■ **Given request**:
Copy the items from the line containing "# test: pointer returns one pin per instance of the seated" through the end of the items, replacing "street lamp" with "lamppost" and leaving everything else unchanged.

......

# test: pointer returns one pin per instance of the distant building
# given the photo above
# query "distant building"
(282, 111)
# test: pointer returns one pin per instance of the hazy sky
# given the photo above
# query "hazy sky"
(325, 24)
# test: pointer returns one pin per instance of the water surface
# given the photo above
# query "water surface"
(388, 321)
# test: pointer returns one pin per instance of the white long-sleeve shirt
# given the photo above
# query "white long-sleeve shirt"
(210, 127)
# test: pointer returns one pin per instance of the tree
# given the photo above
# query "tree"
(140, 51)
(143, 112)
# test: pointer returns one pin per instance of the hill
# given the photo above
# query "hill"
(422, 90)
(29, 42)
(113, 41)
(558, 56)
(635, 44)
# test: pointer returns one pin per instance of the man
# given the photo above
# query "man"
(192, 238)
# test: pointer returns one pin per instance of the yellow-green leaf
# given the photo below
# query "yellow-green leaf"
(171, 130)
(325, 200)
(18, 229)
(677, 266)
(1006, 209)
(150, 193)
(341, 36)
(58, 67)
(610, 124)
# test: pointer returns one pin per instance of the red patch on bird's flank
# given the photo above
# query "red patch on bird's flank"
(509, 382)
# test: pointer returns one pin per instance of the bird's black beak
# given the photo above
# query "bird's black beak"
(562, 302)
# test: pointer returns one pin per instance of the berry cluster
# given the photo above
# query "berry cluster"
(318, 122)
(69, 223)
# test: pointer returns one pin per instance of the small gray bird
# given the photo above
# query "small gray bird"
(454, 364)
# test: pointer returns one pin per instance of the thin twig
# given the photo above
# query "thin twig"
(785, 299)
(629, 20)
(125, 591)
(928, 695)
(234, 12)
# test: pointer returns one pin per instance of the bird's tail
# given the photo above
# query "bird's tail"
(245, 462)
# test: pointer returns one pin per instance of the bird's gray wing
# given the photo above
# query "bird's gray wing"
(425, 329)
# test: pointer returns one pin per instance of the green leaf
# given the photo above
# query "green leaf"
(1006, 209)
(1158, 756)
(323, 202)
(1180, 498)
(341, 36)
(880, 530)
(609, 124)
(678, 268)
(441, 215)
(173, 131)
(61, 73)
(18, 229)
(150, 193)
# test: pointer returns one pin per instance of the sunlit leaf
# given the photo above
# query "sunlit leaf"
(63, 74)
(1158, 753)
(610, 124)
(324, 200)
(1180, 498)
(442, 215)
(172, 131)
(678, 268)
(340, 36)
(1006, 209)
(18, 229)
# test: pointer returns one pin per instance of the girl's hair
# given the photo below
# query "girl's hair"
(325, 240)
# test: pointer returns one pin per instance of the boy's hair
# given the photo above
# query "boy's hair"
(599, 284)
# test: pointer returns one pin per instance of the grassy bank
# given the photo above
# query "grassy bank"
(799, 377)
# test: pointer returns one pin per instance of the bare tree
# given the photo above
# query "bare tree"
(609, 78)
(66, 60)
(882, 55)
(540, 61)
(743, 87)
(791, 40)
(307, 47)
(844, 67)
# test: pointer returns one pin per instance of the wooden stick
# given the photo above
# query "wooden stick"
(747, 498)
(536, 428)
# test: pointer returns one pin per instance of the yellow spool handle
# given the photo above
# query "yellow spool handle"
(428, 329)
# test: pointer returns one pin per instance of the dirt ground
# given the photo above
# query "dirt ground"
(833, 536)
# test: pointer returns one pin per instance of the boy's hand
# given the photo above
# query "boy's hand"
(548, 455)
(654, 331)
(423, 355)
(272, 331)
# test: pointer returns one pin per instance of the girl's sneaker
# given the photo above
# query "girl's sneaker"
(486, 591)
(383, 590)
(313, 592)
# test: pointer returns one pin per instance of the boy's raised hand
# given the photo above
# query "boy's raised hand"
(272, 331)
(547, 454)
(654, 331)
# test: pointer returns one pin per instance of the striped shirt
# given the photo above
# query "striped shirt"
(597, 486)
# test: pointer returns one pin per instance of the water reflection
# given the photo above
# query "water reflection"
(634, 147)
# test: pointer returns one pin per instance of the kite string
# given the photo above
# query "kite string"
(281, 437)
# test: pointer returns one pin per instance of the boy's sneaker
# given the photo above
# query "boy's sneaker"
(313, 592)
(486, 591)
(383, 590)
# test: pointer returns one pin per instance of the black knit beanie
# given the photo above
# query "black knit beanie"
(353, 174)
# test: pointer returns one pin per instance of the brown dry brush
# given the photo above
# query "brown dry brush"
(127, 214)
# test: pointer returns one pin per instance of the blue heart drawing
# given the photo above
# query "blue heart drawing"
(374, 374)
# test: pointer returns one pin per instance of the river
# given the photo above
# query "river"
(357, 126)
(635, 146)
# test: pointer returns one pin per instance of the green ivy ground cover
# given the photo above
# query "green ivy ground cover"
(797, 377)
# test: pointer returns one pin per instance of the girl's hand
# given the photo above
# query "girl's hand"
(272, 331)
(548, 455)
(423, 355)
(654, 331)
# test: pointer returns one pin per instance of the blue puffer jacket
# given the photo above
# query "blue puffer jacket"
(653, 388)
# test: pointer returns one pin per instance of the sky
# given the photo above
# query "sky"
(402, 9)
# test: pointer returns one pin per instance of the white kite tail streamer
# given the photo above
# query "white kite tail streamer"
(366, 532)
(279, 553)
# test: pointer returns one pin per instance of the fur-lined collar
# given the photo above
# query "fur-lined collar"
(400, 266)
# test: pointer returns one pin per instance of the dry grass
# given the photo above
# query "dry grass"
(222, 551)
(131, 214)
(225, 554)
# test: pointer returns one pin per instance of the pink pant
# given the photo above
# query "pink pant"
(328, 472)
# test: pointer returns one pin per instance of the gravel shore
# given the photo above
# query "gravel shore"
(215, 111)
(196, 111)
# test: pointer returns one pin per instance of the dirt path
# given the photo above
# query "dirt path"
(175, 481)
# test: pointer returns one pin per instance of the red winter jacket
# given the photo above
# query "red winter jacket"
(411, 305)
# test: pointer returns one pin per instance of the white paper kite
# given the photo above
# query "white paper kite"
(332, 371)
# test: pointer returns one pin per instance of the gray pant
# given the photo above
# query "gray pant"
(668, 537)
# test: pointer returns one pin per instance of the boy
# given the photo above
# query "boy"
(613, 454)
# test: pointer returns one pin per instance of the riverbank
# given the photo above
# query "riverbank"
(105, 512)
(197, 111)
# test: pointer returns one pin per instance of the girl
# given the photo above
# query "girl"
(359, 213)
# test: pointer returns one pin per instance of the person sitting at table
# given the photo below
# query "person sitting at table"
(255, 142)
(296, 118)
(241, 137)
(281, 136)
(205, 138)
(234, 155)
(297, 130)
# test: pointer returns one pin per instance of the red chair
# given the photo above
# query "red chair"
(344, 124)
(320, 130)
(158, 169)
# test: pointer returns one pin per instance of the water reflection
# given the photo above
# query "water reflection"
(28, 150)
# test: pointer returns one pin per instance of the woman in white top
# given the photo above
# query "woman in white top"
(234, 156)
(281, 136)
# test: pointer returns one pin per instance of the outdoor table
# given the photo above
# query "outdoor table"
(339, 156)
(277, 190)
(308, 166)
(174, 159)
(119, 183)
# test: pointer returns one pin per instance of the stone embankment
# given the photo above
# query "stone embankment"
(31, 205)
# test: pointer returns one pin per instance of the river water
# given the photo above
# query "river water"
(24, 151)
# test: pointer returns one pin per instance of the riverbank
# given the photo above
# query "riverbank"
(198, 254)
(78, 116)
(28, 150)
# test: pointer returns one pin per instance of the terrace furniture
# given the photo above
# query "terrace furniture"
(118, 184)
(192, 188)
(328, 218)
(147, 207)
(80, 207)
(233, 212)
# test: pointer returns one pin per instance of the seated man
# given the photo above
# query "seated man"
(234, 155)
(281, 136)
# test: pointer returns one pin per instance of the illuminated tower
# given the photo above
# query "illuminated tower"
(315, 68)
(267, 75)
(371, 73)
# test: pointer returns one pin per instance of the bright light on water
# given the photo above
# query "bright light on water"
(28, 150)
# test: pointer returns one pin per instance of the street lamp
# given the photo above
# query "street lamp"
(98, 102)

......

■ **Task solution**:
# test: pointer returns one pin per instance of the seated man
# given the photo above
# query "seated man"
(234, 155)
(281, 136)
# test: pointer returns one pin per instance of the illuminated tower
# given the photo above
# query "illuminated tower"
(315, 68)
(267, 75)
(371, 73)
# test: pointer returns one pin per instance of the bright light on water
# given the photo above
# query "bright light on water"
(28, 150)
# test: pointer returns one pin per instance of the lamppost
# given the photo above
# query "lamppost"
(98, 102)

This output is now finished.